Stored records
========

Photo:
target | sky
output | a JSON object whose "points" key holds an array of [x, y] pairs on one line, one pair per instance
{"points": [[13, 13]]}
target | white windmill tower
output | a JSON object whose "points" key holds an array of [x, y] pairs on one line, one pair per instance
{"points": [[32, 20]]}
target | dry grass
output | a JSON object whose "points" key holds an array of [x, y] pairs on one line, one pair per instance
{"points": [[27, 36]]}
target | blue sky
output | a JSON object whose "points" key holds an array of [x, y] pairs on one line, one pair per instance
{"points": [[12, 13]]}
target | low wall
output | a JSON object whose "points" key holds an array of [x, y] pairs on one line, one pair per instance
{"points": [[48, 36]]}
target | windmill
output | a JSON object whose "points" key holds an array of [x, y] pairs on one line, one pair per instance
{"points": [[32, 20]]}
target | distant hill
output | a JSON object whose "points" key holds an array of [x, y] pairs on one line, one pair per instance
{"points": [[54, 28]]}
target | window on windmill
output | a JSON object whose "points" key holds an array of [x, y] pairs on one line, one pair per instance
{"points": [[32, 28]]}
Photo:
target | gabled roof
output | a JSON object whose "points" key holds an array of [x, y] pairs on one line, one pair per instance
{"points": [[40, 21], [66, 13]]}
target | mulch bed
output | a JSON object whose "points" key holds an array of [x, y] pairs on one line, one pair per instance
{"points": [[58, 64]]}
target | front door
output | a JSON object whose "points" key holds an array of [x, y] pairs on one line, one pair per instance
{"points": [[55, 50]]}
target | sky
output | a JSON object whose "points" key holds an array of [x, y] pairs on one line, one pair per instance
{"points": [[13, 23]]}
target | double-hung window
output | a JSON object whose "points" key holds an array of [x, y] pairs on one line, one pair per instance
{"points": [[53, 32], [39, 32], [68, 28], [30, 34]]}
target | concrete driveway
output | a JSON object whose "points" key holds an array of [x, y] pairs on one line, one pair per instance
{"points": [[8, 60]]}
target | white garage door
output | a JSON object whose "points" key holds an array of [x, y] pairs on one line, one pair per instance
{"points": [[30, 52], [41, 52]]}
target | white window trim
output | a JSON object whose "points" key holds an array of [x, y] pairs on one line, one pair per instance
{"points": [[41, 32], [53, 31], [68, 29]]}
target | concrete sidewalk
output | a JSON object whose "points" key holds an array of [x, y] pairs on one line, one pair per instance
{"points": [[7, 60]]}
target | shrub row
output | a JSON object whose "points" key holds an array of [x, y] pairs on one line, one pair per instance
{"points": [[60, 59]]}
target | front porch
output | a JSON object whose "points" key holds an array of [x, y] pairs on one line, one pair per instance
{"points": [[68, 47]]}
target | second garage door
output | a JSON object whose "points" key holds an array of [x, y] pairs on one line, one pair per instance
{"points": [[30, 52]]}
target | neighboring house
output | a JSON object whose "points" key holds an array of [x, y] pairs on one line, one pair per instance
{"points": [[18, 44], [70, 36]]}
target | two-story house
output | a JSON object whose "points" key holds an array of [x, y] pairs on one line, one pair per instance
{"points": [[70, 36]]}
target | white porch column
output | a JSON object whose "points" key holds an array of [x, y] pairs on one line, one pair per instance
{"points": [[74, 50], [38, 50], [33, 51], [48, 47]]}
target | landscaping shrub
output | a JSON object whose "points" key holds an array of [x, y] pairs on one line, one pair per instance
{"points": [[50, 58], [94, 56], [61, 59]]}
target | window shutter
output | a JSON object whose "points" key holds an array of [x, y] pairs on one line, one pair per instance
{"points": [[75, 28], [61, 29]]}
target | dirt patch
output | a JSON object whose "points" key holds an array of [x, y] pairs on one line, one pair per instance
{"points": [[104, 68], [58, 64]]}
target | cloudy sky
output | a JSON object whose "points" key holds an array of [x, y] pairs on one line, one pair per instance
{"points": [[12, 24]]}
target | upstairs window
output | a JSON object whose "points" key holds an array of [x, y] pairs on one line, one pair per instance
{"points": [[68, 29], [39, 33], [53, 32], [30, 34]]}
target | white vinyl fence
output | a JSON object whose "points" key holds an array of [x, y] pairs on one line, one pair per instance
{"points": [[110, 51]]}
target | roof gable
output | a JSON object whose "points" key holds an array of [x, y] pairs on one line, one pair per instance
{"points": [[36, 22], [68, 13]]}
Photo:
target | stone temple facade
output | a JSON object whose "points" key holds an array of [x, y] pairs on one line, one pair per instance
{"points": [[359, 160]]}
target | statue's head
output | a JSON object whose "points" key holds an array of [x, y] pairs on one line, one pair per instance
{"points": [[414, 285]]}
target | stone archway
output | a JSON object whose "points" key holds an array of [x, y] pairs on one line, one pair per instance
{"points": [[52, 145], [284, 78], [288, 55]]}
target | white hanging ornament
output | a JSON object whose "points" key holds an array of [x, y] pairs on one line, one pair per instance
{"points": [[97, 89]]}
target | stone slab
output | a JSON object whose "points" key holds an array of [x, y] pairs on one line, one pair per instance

========

**Description of the task:**
Here the output must be the lines above from the line with "target | front door" to the line with "target | double-hung window", both included, duplicated word for word and nothing else.

**Response for this exercise:**
target | front door
output | a JSON object whose "points" key holds an array of [x, y] pairs on one line, one pair per instance
{"points": [[55, 50]]}
target | sky
output | a JSON object whose "points" key holds an array of [x, y] pairs on one line, one pair per instance
{"points": [[13, 23]]}
target | double-hung window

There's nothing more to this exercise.